• [Written exercise]: Render the records below as a two-column CSV with the columns "request" and "points", one row per record. Put each record's text and its answer in a single quoted field, replace line breaks with spaces, and leave the pictures out.

## Start Material provided

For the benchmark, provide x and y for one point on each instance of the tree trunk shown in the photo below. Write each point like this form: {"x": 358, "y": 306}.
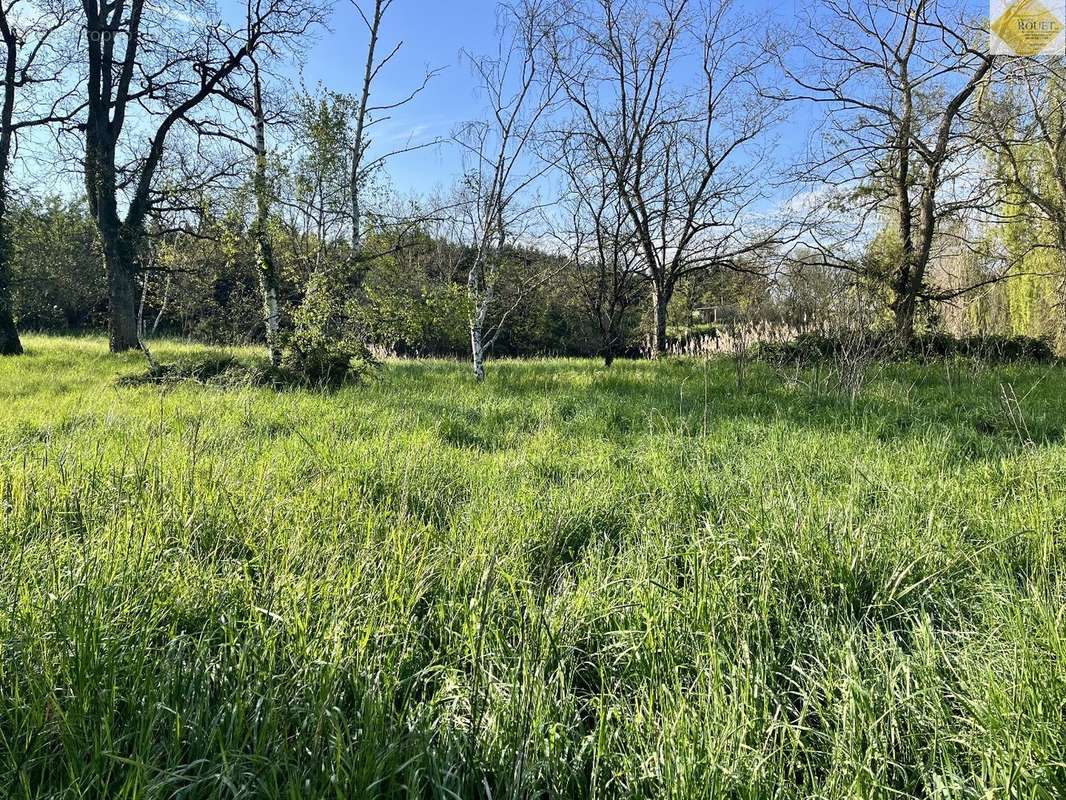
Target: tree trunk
{"x": 478, "y": 349}
{"x": 122, "y": 292}
{"x": 264, "y": 251}
{"x": 660, "y": 305}
{"x": 10, "y": 344}
{"x": 904, "y": 312}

## End Material provided

• [Written reply]:
request,points
"For the benchmark, provide x and y for one point on each instance of the tree trunk shown in the photo below. Write each point like this form: {""x"": 358, ""y"": 306}. Target: tree trunk","{""x"": 478, ""y"": 349} {""x"": 122, ""y"": 292} {""x"": 264, ""y"": 251} {""x"": 660, ""y"": 305} {""x"": 10, ""y"": 344} {""x"": 904, ""y"": 312}"